**TASK OBJECTIVE**
Which lines below contain the word "headlight"? Find and copy each one.

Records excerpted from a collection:
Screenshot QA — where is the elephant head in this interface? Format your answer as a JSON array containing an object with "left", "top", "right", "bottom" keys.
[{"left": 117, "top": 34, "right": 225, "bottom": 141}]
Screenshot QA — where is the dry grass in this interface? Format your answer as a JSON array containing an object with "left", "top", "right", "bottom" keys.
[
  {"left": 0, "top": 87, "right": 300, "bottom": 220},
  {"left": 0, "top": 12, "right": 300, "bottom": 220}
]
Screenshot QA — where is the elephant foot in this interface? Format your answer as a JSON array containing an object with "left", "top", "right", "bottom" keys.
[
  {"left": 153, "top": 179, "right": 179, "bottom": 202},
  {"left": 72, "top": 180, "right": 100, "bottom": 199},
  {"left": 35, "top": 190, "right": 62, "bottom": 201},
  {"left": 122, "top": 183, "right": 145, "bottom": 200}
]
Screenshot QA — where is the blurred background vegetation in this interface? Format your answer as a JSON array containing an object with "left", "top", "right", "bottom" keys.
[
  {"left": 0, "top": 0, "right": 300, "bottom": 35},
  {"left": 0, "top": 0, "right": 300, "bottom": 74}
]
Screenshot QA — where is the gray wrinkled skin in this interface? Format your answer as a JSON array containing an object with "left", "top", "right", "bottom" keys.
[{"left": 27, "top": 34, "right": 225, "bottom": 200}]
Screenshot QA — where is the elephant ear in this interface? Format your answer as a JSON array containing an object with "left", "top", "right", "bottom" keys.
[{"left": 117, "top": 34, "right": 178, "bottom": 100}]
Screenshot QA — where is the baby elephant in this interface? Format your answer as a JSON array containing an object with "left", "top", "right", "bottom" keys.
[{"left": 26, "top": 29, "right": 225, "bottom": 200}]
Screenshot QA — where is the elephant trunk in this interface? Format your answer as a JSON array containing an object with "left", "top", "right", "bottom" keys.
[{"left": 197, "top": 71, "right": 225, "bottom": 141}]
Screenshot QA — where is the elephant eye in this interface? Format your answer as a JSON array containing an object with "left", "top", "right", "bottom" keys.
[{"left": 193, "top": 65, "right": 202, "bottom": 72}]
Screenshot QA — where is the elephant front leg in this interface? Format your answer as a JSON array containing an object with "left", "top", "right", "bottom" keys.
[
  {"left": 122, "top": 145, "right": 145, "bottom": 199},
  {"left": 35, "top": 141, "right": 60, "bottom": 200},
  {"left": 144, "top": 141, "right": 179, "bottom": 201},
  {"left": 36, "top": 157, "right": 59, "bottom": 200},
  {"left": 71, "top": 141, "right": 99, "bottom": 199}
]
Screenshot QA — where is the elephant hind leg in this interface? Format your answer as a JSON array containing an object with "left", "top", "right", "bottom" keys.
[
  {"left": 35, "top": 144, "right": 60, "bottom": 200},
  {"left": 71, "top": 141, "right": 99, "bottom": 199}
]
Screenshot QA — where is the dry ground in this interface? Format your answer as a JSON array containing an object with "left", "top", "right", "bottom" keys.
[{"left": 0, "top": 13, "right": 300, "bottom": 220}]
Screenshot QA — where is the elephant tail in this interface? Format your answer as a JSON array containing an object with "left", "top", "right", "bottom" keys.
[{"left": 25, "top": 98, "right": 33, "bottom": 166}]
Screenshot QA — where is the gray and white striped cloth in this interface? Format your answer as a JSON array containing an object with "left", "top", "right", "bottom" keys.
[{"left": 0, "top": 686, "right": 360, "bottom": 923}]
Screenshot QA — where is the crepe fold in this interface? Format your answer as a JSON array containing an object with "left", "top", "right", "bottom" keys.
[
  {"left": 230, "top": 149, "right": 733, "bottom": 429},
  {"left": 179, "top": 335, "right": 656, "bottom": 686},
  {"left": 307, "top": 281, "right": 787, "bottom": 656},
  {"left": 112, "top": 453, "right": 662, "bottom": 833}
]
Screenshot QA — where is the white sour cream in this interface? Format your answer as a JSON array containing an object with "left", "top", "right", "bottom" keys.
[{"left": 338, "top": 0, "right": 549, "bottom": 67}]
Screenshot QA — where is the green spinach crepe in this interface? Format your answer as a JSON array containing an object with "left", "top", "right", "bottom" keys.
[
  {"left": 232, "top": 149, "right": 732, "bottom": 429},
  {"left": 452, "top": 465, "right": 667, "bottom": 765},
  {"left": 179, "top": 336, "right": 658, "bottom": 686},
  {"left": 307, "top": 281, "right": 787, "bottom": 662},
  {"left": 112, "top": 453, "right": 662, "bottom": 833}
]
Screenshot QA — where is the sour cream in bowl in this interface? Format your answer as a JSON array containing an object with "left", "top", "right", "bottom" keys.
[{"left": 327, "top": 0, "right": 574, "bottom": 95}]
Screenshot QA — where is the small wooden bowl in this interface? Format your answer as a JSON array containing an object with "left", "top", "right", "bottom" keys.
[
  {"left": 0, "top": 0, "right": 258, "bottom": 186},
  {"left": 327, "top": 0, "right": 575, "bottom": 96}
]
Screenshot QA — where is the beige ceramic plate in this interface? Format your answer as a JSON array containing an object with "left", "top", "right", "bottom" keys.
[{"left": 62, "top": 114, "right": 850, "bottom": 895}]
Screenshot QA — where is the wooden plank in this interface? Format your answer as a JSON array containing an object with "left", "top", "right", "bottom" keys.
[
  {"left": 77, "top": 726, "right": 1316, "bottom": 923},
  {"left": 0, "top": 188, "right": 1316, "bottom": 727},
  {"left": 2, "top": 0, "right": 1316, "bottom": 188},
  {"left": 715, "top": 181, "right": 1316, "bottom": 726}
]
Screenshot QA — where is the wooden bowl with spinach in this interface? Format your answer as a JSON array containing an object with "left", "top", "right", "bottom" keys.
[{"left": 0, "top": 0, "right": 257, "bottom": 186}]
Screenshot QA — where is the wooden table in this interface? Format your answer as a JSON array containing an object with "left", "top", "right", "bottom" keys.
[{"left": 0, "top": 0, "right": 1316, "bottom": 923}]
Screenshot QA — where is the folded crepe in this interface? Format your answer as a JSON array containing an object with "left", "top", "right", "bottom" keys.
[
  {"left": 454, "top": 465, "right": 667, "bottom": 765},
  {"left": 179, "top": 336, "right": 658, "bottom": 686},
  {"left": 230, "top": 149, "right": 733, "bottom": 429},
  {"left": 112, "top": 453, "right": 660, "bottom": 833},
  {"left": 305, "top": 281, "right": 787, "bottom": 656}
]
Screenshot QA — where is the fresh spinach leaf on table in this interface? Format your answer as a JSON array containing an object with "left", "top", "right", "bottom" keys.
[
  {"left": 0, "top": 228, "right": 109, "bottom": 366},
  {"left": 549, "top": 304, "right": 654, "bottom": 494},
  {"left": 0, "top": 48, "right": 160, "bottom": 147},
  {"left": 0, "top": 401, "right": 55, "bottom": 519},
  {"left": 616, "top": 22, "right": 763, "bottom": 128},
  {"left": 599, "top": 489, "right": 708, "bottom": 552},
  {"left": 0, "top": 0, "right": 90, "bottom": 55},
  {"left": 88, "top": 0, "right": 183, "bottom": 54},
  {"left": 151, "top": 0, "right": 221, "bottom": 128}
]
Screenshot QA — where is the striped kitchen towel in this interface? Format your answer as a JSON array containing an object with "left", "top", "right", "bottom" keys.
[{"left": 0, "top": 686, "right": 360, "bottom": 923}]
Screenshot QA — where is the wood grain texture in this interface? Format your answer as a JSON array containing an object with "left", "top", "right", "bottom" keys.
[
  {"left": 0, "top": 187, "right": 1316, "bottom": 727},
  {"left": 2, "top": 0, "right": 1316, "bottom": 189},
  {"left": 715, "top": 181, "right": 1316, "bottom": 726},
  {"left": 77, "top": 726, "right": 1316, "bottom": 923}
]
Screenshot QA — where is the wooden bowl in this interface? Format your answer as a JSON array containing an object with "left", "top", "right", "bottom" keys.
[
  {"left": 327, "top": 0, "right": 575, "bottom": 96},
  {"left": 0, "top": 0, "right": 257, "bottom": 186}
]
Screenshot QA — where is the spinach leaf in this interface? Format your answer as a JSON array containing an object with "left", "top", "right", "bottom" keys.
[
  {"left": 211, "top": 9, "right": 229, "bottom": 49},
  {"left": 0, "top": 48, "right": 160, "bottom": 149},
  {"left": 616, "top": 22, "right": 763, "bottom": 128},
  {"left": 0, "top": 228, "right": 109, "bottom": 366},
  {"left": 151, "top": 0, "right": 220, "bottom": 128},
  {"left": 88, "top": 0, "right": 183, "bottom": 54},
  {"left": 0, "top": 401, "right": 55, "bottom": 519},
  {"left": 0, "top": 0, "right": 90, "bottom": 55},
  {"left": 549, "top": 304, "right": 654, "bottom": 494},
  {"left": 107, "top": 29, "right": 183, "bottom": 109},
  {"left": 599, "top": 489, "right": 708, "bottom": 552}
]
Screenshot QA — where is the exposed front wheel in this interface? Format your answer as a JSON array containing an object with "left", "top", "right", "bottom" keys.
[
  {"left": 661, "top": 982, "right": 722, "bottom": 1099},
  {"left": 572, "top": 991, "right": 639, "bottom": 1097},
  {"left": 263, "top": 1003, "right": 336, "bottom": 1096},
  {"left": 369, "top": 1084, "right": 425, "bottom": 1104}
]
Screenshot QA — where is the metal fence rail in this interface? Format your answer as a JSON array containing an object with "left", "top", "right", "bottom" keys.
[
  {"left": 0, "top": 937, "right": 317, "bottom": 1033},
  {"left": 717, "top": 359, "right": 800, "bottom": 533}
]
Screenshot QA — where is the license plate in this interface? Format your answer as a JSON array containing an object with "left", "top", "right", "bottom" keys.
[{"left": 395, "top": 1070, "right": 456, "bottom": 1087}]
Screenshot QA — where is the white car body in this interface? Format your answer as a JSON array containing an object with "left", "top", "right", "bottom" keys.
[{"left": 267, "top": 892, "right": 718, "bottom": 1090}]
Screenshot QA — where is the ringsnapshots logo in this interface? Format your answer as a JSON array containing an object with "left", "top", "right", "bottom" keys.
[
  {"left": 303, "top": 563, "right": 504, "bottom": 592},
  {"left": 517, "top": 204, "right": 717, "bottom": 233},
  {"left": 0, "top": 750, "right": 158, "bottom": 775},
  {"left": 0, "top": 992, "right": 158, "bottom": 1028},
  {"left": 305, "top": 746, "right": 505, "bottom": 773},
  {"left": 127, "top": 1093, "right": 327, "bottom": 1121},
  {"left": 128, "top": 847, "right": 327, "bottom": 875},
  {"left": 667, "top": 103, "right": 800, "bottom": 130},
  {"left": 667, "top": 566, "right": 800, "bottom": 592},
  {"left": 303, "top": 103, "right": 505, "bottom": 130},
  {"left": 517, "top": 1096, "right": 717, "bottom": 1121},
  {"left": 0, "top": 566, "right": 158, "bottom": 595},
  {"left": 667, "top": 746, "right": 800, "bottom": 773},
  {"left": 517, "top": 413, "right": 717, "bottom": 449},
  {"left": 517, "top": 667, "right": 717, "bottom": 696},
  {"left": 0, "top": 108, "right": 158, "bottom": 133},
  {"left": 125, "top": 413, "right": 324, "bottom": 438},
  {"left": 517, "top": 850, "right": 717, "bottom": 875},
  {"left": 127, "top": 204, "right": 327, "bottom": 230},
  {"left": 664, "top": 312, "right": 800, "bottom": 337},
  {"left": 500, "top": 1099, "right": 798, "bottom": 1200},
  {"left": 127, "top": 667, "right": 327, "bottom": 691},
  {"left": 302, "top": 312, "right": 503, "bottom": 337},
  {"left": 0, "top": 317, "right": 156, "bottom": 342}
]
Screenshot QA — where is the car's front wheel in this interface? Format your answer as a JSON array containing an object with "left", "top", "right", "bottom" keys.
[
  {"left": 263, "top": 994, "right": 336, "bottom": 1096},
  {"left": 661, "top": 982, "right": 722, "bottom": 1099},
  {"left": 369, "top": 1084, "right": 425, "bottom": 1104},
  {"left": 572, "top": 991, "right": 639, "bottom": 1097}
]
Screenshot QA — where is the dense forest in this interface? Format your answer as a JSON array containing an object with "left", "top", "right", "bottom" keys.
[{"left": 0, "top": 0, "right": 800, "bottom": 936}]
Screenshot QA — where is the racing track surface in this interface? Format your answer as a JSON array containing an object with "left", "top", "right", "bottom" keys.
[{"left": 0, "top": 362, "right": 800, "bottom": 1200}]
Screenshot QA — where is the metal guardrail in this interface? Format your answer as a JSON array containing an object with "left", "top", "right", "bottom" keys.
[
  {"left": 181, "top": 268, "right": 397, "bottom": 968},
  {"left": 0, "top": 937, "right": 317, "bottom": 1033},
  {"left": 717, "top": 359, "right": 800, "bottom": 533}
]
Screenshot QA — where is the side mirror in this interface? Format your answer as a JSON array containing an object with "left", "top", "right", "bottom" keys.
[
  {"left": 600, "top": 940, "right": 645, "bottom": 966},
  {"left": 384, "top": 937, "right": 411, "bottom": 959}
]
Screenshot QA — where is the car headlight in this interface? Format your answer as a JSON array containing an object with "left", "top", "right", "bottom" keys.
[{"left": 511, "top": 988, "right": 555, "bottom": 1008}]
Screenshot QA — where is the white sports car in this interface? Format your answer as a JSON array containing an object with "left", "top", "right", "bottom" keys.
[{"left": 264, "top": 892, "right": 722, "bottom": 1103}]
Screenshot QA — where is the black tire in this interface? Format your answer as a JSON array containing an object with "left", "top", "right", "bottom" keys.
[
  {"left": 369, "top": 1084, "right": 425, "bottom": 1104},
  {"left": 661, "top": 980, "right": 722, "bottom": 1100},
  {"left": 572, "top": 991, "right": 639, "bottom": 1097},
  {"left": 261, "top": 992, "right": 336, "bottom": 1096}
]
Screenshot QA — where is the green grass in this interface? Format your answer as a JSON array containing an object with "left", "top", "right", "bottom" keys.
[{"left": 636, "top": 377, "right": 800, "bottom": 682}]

**FULL RESPONSE**
Screenshot QA — where is the car headlight in this interface? Format your answer as a JSON array containing an object with "left", "top", "right", "bottom" keys.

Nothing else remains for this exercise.